Reproduce the part of the Helen V. Milner biography between "In 2021-2022, she" and "Washington, D.C., 1983-1984.", inclusive, word for word.

> EXTRACT TO READ
- - -
Helen V. Milner (born 1958) is an American political scientist and the B. C. Forbes Professor of Public Affairs at the Woodrow Wilson School of Public and International Affairs at Princeton University, where she is also the Director of the Niehaus Center for Globalization and Governance. She has written extensively on issues related to international political economy like international trade, the connections between domestic politics and foreign policy, globalization and regionalism, and the relationship between democracy and trade policy.

Career 
She graduated with honors in international relations at Stanford University in 1980 and obtained her Ph.D in Political Science at Harvard University in 1986.

In Milner's 1988 book Resisting Protectionism, she seeks to explain why U.S. trade policy in the 1920s was more protectionist than in the 1970s, despite many similar underlying conditions. She argues that greater economic interdependence in the latter period created a coalition of actors who stood to gain from trade and thus lobbied against protectionism. The social science research design book Designing Social Inquiry by King, Keohane and Verba characterizes her study as a successful way that qualitative scholars can overcome omitted variable bias.

Since 1986 she was a professor at Columbia University and was between 2001 and 2004 James T. Shotwell Professor of International Relations at Columbia University. She moved to Princeton University in 2005, where she served as chair of the Politics department until 2011.

In 2021-2022, she served as president of the International Studies Association.

For the moment, she is conducting research on issues related to globalization and development, such as the political economy of foreign aid, the digital divide and the global diffusion of the internet, and the relationship between globalization and environmental policy.

Academic awards and honors 

Phi Beta Kappa, Stanford University, 1979.
Ray Atherton Fellowship in International Relations, Harvard University, 1980-1981 and 1981-1982.
Teaching Fellowship, Harvard University, 1982-1983.
Research Fellowship, Brookings Institution, Washington, D.C., 1983-1984.
Kennedy Traveling Fellowship, Harvard University, 1985, dissertation research in Paris at the Atlantic Institute for International Relations.
Sumner Prize, awarded by Harvard University for the exceptional thesis in international law and peace, June 1986.
- - -
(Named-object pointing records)

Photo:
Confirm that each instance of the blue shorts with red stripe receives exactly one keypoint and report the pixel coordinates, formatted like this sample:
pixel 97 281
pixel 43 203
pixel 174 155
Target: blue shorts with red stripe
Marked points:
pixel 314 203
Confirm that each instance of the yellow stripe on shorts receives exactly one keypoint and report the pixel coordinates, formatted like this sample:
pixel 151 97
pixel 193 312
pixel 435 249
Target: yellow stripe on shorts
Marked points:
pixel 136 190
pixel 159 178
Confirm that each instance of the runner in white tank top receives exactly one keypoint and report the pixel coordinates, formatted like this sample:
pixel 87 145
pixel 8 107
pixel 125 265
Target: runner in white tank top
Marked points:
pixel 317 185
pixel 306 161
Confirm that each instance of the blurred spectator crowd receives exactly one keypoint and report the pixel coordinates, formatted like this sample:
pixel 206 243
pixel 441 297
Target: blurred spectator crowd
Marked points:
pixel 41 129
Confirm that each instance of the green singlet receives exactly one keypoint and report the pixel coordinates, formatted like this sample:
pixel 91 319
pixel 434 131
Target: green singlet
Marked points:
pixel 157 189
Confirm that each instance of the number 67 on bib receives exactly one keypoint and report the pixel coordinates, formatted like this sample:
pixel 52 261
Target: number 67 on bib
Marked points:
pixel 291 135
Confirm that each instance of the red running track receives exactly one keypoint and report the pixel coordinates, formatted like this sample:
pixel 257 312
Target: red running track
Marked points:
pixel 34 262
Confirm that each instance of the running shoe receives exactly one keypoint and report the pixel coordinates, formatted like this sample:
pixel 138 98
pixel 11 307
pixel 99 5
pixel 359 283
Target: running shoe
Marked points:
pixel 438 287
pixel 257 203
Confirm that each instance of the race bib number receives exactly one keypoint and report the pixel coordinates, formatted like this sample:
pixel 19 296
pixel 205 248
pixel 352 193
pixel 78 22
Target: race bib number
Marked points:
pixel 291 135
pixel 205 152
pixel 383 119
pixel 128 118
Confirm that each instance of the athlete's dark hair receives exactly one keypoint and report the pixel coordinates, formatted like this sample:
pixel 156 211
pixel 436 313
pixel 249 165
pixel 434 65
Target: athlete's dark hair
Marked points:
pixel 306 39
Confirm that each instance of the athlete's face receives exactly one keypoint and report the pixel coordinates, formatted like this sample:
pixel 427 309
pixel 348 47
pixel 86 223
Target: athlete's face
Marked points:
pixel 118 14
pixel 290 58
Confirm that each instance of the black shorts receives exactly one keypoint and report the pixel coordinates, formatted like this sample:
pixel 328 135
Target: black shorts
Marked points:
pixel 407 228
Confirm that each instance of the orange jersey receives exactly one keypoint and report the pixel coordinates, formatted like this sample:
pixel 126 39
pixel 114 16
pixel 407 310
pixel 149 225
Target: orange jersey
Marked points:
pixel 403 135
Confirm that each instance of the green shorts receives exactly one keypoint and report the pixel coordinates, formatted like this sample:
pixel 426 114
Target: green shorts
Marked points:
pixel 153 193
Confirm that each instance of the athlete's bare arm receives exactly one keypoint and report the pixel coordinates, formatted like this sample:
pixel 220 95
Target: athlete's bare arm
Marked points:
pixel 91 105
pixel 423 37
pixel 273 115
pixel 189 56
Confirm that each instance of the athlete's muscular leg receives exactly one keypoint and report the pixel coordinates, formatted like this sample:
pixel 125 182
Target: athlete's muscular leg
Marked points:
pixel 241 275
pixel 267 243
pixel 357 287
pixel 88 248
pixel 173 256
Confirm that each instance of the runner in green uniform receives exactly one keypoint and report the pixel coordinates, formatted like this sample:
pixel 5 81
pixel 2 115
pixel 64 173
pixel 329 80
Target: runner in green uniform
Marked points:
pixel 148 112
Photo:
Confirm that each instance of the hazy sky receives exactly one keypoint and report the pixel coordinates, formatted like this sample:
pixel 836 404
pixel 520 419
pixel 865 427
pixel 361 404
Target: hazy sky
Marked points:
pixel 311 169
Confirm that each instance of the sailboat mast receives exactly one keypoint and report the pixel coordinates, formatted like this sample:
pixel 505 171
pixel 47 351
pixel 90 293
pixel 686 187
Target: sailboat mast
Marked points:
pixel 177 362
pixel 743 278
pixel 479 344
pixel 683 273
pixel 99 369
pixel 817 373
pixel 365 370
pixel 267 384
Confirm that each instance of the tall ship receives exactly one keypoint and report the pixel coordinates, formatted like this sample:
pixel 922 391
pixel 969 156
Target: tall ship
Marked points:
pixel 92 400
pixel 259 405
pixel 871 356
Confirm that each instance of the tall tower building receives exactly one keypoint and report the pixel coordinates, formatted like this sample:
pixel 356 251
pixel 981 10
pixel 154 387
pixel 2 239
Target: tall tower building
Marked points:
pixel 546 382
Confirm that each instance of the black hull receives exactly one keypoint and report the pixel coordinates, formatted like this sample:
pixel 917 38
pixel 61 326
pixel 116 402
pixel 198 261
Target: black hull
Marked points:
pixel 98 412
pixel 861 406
- - -
> WRITTEN RESPONSE
In 2021-2022, she served as president of the International Studies Association.

For the moment, she is conducting research on issues related to globalization and development, such as the political economy of foreign aid, the digital divide and the global diffusion of the internet, and the relationship between globalization and environmental policy.

Academic awards and honors 

Phi Beta Kappa, Stanford University, 1979.
Ray Atherton Fellowship in International Relations, Harvard University, 1980-1981 and 1981-1982.
Teaching Fellowship, Harvard University, 1982-1983.
Research Fellowship, Brookings Institution, Washington, D.C., 1983-1984.